> SHORT TASK A
Restate the paragraph of the sed thread that opens with "Here x exchange pattern space" as a short bulleted list that keeps its main facts.
> SHORT TASK B
Express everything in the records from their first line down to the line containing "x=148, y=366" as a numbered list, skipping blank lines.

> TEXT SEGMENT
4
root@u1804:~# sed --version
sed (GNU sed) 4.5
Copyright (C) 2018 Free Software Foundation, Inc.
License GPLv3+: GNU GPL version 3 or later <https://gnu.org/licenses/gpl.html>.
This is free software: you are free to change and redistribute it.
There is NO WARRANTY, to the extent permitted by law.

Written by Jay Fenlason, Tom Lord, Ken Pizzini,
and Paolo Bonzini.
GNU sed home page: <https://www.gnu.org/software/sed/>.
General help using GNU software: <https://www.gnu.org/gethelp/>.
E-mail bug reports to: <bug-sed@gnu.org>.
root@u1804:~#

I'm new to sed and I created below sed's workflow based on my understanding (correct me if you find anything wrong).

enter image description here

So it seems the default auto printing of the pattern space will always include a newline at the end. My question is, will p includes a newline, too? I have below examples.

root@u1804:~# seq 3 | sed -rn 'p'
1
2
3
root@u1804:

Here the newline at the end of each number is added by sed itself (see the diagram "adds back newline to pattern space"). So it seems p will not append a newline. However, see below example.

root@u1804:~# seq 3 | sed -rn 'x;p;x;p'

1

2

3
root@u1804:~#

Here x exchange pattern space with hold space, which will result in an empty pattern space. Now p applies to the pattern space (nothing in it) should print nothing. But based on the result, it seems here p prints a newline. To me it seems this is inconsistent behavior. Can anyone explain?

Rui F Ribeiro
  • 56,709
  • 26
  • 150
  • 232

3 Answers3

5

To answer your main question:

GNU sed will append a <newline> character when executing the p command unless the input line was missing its terminating <newline> character (see the clarifications about lines below).

(Dataset excerpts on object pointing)
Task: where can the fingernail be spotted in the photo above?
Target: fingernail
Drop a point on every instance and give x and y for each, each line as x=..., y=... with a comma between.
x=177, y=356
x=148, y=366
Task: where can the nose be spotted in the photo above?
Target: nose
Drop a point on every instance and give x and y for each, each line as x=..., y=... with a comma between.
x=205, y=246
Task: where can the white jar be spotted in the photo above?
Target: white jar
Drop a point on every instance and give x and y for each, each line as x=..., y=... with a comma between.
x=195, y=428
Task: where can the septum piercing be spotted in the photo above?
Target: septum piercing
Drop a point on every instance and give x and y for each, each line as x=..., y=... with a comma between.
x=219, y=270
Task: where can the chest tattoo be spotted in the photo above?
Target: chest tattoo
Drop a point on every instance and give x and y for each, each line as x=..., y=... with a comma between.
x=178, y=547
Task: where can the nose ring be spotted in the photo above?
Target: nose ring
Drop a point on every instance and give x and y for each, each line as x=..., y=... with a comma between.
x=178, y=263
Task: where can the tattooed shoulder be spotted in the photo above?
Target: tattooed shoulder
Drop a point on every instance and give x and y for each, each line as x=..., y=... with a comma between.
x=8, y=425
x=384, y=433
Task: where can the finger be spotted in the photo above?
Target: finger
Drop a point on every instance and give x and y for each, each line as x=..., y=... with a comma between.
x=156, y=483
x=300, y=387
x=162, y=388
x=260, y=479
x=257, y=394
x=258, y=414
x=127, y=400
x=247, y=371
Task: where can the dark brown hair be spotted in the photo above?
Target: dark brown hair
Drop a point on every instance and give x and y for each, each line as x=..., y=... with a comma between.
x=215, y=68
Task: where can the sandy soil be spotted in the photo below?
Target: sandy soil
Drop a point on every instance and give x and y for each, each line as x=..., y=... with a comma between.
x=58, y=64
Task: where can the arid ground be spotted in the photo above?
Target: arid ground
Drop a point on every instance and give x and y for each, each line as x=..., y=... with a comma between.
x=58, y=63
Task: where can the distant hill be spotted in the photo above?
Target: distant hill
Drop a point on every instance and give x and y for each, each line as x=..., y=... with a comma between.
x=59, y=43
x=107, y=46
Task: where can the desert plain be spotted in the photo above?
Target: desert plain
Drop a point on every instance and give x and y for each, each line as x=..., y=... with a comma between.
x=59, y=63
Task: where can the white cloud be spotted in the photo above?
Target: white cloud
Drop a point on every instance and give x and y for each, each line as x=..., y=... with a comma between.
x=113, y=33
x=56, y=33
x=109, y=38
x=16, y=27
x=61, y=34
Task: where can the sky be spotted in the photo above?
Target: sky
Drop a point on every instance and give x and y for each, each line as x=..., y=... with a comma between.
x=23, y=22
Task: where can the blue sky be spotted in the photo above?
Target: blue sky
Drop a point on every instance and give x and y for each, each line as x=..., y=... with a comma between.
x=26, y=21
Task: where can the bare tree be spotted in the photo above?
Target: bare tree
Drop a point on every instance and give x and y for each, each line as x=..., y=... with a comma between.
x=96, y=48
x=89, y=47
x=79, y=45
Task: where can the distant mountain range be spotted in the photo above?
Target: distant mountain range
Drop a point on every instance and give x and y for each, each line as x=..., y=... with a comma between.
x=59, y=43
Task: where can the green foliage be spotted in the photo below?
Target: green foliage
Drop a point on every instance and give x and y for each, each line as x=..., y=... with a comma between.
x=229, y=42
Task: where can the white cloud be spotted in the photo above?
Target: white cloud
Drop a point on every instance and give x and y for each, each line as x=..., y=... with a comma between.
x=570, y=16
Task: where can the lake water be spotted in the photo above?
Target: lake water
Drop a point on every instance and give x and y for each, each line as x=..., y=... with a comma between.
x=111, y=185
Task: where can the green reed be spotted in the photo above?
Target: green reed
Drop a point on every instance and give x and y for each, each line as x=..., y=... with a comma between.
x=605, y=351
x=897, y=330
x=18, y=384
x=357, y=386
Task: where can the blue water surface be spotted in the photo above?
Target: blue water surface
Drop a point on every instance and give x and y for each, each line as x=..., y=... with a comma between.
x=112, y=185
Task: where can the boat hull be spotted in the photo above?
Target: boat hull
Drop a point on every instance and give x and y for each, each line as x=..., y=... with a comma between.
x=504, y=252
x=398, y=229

> PROBLEM SOLUTION A
- The x command swaps the pattern space with the hold space, which leaves the pattern space empty.
- The p command then acts on that empty pattern space, so it should print nothing.
- The output instead suggests that p prints a newline.
- The writer sees this as inconsistent behavior and asks for an explanation.

> PROBLEM SOLUTION B
1. Task: where can the fingernail be spotted in the photo above?
2. Target: fingernail
3. Drop a point on every instance and give x and y for each, each line as x=..., y=... with a comma between.
4. x=177, y=356
5. x=148, y=366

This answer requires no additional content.